*EXTRAIT DU DOCUMENT*:
Début juillet, dans le cadre de la compétition de Paris Cinéma

Avec qui ?

Seul

Et alors ?

Le parcours suivi par David Gordon Green est l’un des plus sinueux du cinéma américain récent. Après avoir été élevé dans la liberté du milieu indépendant, et composé entre autres les élégiaques George Washington et L’autre rive, Green s’est brusquement dérouté vers les cultures sous serre d’Hollywood. Il y retrouva son confrère de fac Danny McBride, qu’il dirigea (ainsi que James Franco) dans deux comédies réalisées sous la bannière d’Apatow – le superbe Délire express et l’affreux Votre majesté. Le cauchemar atteignit son paroxysme avec Baby-sitter malgré lui, l’un des pires produits hollywoodiens que j’ai vus ; et alors que l’on pensait Green sérieusement foutu, au fond du trou, le voici qui revient avec un film d’une beauté et d’une indépendance bouleversantes.

Prince of Texas (en VO Prince Avalanche…) est une délivrance pour tous, metteur en scène et acteurs, personnages et spectateurs. De sa parenthèse californienne, Green a ramené dans le Texas de son enfance deux choses, le comédien Paul Rudd et le thème de la bromance, ces histoires d’amitiés puissantes entre protagonistes masculins qui abondent chez Apatow et consorts. Prince of Texas est une bromance ramenée à l’état de nature, tout le reste étant repoussé hors du champ de la caméra et de l’existence des personnages durant le temps que nous passons en leur compagnie : le récit, la ville, les figures féminines, la société humaine toute entière et avec elle ses demandes. Lance (Paul Rudd) et son beau-frère Alvin (Emile Hirsch) ont pour tâche de refaire la signalisation des routes dans une forêt ravagée l’année précédente par d’immenses incendies. Un travail dont l’utilité est mise en doute par le fait qu’ils ne croisent pas âme qui vive au cours de leurs journées, à l’exception de deux personnes âgées – un chauffeur de camion blasé, et une habitante de la région à la matérialité incertaine. Lance et Alvin passent ainsi le plus clair de leur temps seuls, avec leurs désillusions passées, leurs angoisses concernant l’avenir, et leurs divergences de caractère pour le moment présent.

*EXERCICE PROPOSÉ 1*: D'après la critique de Prince of Texas, quelle tâche Lance et Alvin doivent-ils accomplir ?
*EXERCICE PROPOSÉ 2*: Veuillez prolonger la critique de Prince of Texas à la suite de sa dernière phrase.
Les enregistrements qui suivent n'ont aucun lien avec la critique de Prince of Texas.

Extrait d'un jeu de données:
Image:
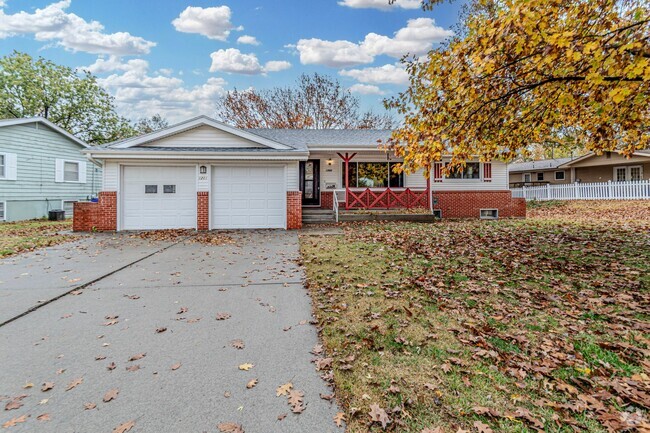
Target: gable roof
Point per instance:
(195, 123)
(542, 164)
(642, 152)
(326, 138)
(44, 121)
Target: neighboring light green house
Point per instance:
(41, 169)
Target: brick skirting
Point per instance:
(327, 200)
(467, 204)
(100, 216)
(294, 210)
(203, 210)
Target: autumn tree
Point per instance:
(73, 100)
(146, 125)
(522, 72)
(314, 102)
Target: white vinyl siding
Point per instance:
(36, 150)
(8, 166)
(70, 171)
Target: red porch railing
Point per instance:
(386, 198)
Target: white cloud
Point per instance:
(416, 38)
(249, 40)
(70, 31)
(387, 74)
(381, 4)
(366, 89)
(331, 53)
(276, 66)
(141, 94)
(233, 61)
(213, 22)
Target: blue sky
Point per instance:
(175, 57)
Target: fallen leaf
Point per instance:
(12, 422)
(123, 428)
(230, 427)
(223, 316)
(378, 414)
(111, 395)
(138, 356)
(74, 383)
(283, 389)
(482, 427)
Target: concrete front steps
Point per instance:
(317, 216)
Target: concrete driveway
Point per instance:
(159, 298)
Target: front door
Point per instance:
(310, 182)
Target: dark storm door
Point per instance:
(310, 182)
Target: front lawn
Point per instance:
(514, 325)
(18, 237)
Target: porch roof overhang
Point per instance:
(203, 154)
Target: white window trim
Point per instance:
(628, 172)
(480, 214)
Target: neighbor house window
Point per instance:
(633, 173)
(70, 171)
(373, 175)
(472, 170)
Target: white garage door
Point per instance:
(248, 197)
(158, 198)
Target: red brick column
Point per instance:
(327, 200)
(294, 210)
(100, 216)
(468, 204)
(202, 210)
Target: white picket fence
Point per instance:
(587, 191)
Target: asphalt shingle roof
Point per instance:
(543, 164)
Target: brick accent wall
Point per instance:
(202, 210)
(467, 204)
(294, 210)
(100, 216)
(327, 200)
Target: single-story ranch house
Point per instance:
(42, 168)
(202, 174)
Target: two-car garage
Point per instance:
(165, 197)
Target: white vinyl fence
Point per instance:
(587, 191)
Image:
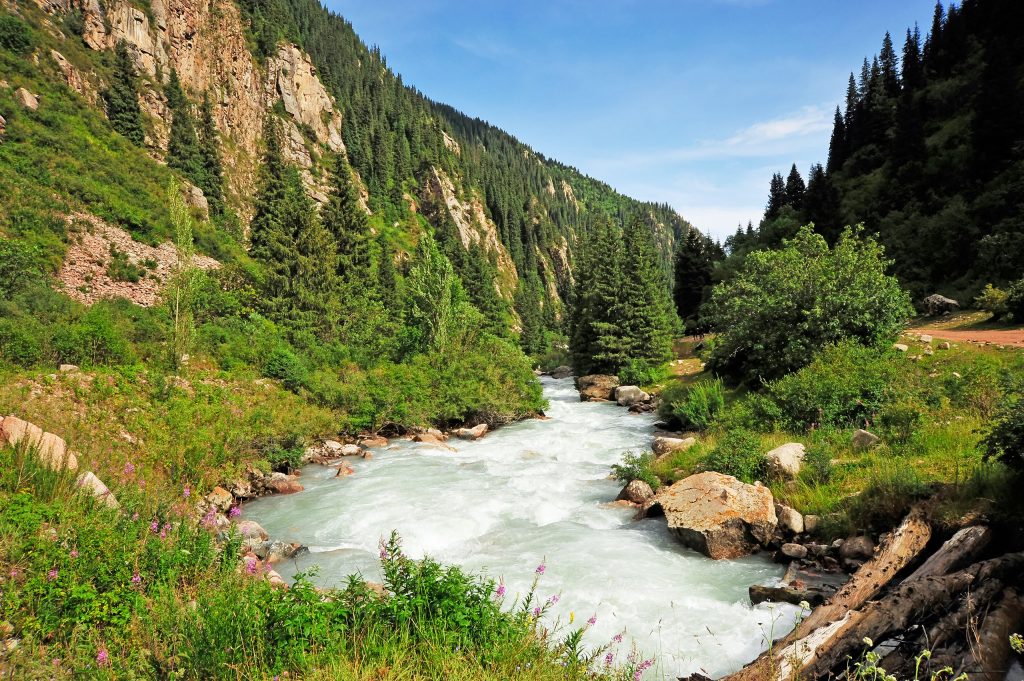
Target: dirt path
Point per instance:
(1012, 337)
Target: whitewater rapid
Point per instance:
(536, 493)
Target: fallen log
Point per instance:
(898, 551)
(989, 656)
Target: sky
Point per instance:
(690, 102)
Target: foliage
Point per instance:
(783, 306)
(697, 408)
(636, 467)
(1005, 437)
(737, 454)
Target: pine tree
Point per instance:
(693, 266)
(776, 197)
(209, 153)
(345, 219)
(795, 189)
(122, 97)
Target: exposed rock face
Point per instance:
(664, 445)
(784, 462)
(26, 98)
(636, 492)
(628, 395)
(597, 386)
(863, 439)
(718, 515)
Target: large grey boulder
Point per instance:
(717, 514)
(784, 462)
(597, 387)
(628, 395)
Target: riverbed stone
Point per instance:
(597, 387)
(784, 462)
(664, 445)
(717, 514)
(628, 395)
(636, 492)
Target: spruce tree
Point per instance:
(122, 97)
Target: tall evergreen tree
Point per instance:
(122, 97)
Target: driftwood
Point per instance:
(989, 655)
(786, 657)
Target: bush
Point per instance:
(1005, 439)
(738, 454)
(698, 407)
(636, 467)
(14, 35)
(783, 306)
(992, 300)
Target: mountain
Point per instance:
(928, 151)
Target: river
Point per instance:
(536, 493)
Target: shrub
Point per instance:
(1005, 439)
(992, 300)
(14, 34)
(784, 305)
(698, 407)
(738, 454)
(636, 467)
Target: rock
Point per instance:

*CORRIGÉ 1*: Ils doivent refaire la signalisation des routes dans une forêt ravagée l'année précédente par d'immenses incendies.

*CORRIGÉ 2*:
Ce huis-clos au grand air, introspectif et panthéiste (une série de plans gracieux de la faune et de la flore s’inscrit fortement dans la lignée de Malick), statique – on s’y déplace très peu, et dans ce cas à pied – et partial (le point de vue adopté sur les vicissitudes de la vie est exclusivement masculin), est casse-gueule à bien des égards. Et pourtant il tourne, comme un charme. Tout s’y lie harmonieusement, dans une poursuite persévérante de la douceur et d’une certaine forme de grâce, dans son sens le plus fort. Le fil d’Ariane que Green fait courir à travers Prince of Texas, et auquel il parvient à rattacher tous les gestes et sentiments qui croisent dans le film, est son déphasage vis-à-vis de ce qu’il observe. Il le pratique à tous les niveaux de la réalisation, par des changements d’appui variés et surprenants. Ici le montage se fait soudain elliptique, laissant en suspens des questions qui trouveront leur réponse plus tard. Là les dialogues sont désynchronisés, pour soutenir à la fois l’irréalité et la persistance d’une scène. Mêler à la trivialité du quotidien des héros des apparitions fantomatiques de femmes, ou l’affichage frontal de l’impact de mots écrits dans une lettre, ne pose pas plus de problème à Green, qui fait de ces juxtapositions l’essence de son film.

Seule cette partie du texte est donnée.